═════ Data section
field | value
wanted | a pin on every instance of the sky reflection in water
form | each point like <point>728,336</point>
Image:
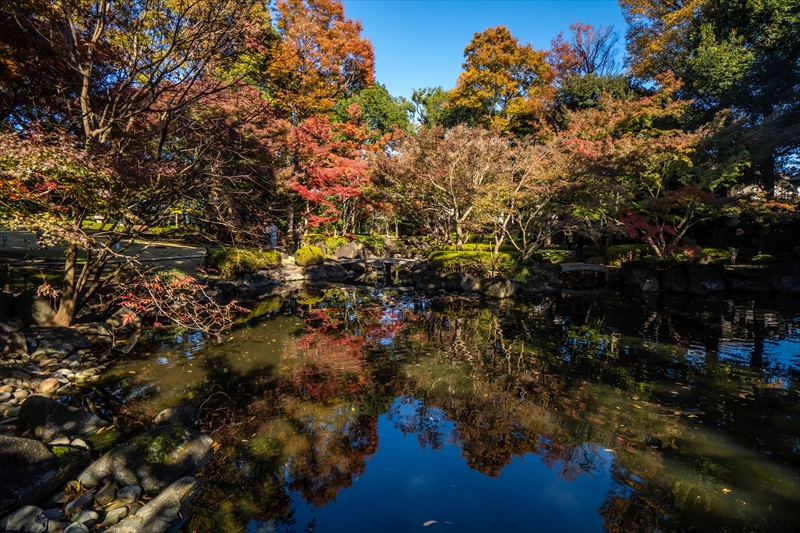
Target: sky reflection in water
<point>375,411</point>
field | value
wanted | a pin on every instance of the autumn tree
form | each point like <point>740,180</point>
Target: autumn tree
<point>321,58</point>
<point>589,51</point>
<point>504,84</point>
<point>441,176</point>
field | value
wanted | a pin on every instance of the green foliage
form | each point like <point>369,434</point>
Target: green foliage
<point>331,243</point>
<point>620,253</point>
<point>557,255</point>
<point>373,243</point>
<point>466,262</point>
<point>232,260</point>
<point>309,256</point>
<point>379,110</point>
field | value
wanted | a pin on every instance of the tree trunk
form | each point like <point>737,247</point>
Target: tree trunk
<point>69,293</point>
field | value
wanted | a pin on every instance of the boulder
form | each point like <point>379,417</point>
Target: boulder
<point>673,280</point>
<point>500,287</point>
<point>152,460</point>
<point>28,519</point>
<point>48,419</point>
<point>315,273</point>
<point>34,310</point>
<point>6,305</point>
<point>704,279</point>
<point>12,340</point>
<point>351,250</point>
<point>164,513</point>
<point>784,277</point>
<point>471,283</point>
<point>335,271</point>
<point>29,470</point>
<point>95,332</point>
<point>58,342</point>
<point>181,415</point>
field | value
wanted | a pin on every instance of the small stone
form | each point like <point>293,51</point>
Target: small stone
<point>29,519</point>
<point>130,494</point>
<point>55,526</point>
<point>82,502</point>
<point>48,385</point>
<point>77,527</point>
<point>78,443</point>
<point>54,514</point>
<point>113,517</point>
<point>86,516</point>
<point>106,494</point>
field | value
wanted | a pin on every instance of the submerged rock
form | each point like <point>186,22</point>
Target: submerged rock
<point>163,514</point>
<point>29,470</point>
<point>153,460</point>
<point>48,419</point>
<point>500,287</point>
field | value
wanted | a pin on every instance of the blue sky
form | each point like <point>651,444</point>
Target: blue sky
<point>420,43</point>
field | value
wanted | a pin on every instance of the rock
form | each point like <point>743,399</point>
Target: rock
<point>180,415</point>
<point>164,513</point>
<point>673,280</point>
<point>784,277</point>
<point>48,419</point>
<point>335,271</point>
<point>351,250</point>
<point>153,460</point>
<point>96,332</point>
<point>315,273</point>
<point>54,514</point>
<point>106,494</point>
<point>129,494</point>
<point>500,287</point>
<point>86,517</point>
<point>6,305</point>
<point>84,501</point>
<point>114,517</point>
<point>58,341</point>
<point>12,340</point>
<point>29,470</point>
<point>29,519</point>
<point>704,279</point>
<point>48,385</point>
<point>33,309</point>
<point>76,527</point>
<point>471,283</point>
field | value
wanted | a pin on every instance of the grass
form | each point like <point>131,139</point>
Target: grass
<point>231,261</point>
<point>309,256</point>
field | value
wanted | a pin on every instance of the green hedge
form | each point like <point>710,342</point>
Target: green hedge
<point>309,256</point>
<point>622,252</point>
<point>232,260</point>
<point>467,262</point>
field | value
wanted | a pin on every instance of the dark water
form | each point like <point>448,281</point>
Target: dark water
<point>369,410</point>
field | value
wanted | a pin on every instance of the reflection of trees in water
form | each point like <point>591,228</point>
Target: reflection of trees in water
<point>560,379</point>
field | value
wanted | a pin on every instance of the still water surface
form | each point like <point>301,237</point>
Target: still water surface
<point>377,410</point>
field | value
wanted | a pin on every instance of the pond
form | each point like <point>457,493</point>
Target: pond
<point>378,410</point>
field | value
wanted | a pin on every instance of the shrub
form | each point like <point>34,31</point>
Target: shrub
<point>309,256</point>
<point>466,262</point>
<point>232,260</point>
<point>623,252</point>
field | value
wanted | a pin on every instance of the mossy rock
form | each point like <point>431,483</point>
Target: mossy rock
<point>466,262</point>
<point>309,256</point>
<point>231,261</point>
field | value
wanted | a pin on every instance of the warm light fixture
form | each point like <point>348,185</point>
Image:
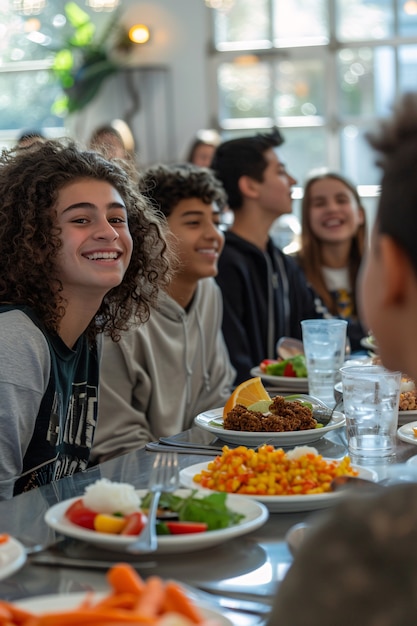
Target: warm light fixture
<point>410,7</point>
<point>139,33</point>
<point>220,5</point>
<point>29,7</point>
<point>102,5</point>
══════════
═════ Data section
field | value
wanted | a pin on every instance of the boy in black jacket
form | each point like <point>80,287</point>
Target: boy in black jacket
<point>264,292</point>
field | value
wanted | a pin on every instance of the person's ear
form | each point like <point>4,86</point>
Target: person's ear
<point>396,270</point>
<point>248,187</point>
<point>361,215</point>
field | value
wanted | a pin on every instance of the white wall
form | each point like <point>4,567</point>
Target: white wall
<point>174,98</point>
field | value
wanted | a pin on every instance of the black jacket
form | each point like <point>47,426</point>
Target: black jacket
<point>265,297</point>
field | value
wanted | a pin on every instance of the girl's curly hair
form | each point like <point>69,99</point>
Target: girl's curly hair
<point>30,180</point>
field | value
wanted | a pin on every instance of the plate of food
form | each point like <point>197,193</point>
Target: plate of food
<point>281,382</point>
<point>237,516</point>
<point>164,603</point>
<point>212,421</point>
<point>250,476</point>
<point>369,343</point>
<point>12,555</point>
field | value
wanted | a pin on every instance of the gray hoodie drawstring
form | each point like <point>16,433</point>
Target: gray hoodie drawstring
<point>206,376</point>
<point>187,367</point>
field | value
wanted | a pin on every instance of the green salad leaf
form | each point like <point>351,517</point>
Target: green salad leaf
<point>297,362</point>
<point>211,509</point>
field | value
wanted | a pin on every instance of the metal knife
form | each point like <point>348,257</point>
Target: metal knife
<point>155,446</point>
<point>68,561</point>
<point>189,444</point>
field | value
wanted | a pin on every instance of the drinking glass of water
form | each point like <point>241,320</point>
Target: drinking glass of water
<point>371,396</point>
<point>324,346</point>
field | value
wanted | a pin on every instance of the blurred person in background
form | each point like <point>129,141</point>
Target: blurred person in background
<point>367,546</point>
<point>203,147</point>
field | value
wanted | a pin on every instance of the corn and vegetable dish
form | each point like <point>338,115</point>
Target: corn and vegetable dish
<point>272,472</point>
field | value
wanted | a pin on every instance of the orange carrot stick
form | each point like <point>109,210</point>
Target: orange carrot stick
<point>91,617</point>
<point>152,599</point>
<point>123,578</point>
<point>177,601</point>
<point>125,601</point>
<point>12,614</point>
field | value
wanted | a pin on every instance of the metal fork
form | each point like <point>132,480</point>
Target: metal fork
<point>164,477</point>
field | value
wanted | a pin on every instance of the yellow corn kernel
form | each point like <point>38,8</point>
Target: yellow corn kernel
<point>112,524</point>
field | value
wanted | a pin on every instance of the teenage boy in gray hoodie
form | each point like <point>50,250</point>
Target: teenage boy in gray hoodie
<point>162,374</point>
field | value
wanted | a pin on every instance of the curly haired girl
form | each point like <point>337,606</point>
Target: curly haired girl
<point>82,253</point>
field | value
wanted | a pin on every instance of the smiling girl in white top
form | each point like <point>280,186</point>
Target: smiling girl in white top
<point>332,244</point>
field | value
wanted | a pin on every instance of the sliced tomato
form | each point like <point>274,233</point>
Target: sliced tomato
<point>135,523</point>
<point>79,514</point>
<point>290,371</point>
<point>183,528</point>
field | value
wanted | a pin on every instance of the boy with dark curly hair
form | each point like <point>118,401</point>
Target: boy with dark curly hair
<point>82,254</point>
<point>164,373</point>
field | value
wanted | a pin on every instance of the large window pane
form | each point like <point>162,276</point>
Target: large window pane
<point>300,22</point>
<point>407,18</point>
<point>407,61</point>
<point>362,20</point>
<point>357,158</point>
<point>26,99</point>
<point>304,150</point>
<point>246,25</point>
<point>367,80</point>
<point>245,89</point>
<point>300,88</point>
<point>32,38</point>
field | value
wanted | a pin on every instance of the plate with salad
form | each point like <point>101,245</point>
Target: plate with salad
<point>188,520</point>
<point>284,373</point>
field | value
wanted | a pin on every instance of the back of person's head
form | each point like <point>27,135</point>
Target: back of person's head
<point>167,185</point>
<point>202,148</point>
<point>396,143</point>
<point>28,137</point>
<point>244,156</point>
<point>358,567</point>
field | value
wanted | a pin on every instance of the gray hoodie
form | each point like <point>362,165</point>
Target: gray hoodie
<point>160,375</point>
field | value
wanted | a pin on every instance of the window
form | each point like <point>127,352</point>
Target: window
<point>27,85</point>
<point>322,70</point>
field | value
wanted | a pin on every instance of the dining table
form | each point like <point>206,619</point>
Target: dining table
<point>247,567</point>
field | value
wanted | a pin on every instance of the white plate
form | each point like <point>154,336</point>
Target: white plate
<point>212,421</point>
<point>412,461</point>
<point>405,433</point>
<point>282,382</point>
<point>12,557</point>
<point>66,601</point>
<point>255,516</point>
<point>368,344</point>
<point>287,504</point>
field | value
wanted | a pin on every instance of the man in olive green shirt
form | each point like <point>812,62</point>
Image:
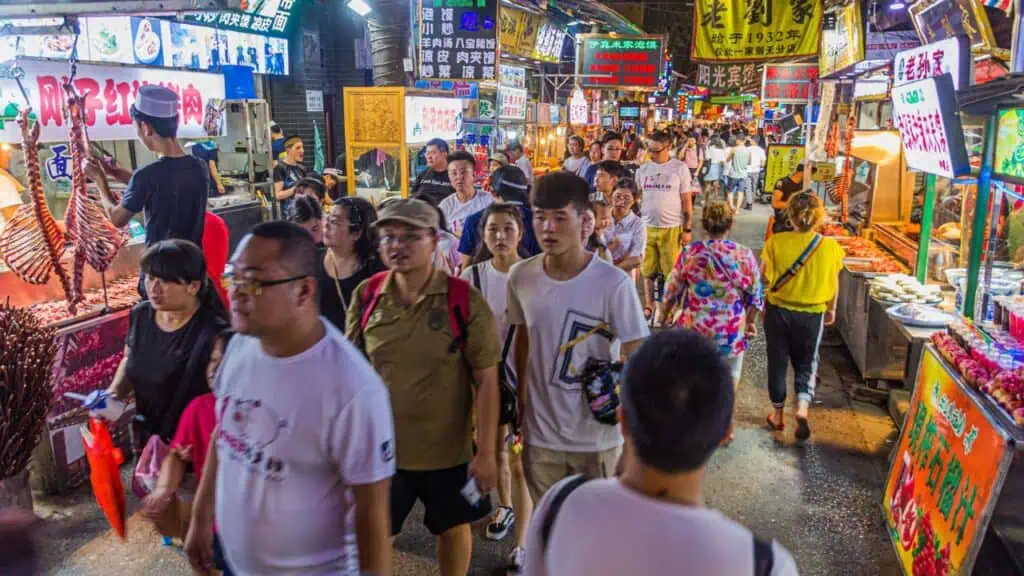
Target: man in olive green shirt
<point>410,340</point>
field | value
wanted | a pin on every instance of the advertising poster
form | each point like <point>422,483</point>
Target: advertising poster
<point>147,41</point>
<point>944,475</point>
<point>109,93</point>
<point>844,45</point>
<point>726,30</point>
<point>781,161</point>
══════════
═════ Data section
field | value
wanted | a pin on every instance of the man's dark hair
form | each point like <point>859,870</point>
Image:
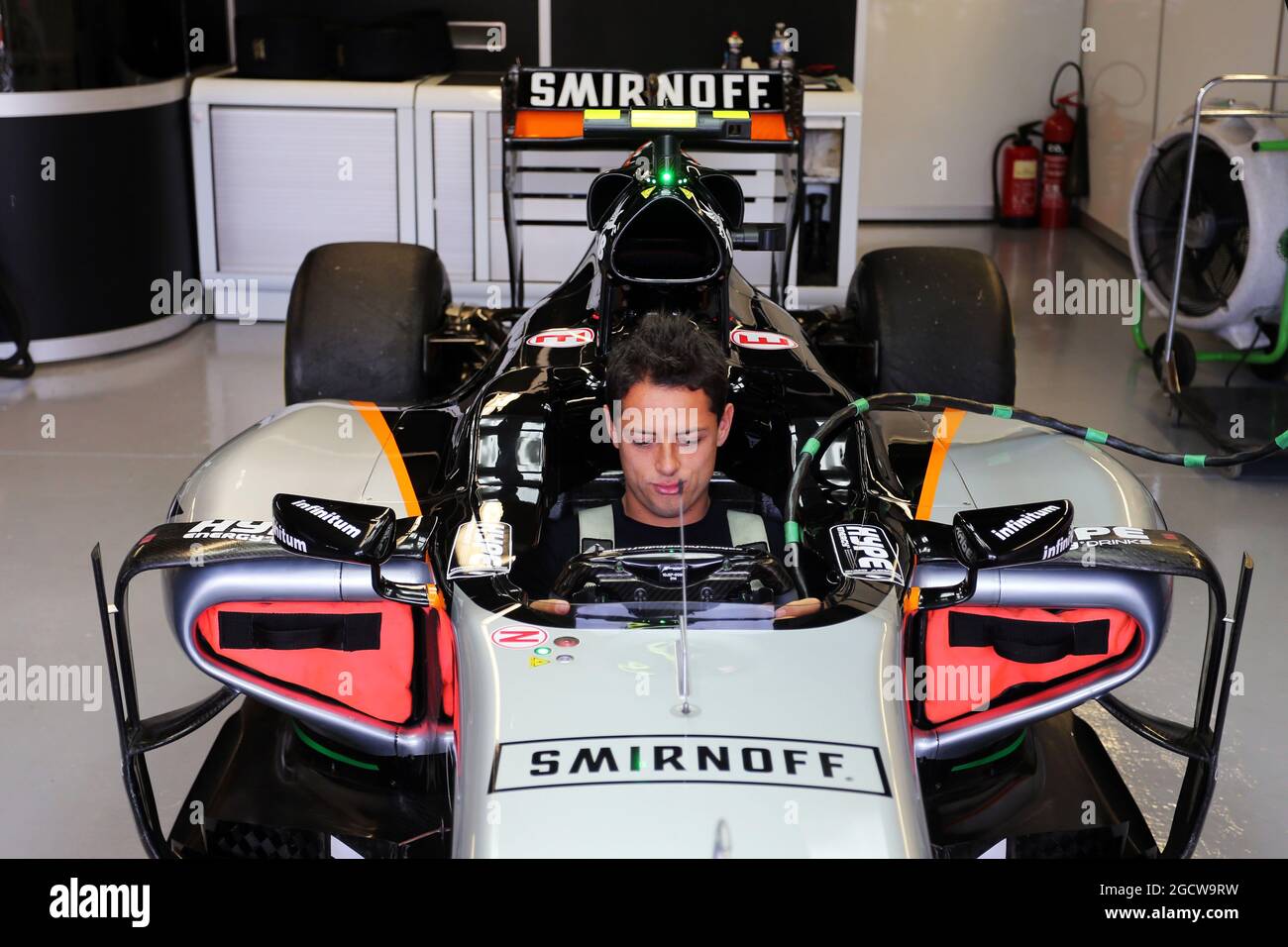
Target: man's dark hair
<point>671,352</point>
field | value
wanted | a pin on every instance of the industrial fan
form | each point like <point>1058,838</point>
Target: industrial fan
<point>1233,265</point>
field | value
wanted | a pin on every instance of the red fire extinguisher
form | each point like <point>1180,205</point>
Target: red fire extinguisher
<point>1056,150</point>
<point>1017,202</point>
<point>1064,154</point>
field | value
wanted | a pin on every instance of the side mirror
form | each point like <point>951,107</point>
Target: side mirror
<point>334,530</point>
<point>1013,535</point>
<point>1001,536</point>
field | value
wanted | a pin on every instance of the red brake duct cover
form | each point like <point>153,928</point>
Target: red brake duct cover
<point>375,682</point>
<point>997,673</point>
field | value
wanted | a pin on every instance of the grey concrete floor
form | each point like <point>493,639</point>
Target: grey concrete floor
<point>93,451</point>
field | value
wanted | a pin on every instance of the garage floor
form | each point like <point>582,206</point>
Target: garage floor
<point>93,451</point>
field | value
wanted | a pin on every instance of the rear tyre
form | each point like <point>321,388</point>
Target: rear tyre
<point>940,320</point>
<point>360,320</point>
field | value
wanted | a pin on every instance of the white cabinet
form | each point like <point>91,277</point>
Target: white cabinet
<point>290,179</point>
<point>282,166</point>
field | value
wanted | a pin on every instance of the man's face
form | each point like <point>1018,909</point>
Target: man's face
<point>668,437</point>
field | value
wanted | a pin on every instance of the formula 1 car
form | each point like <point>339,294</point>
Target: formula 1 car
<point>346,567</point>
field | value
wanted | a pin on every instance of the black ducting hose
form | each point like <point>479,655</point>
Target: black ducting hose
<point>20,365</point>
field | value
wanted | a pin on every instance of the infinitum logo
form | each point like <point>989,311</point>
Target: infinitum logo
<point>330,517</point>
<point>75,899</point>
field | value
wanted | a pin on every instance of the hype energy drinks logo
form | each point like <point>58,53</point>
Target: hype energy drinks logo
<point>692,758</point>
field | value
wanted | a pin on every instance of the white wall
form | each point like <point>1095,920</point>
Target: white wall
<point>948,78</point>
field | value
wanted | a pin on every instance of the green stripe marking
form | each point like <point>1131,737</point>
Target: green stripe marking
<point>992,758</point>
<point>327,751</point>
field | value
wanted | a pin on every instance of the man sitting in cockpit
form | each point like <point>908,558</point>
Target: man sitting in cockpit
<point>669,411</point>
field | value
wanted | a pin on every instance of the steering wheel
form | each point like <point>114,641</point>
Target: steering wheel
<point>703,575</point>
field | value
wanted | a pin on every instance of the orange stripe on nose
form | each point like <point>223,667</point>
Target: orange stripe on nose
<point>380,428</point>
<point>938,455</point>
══════════
Report every line from the records above that contains the word "window", and treat case as significant.

wanted | a pin on every instance of the large window pane
Target: large window pane
wanted | a pin on every instance of the window
Target: window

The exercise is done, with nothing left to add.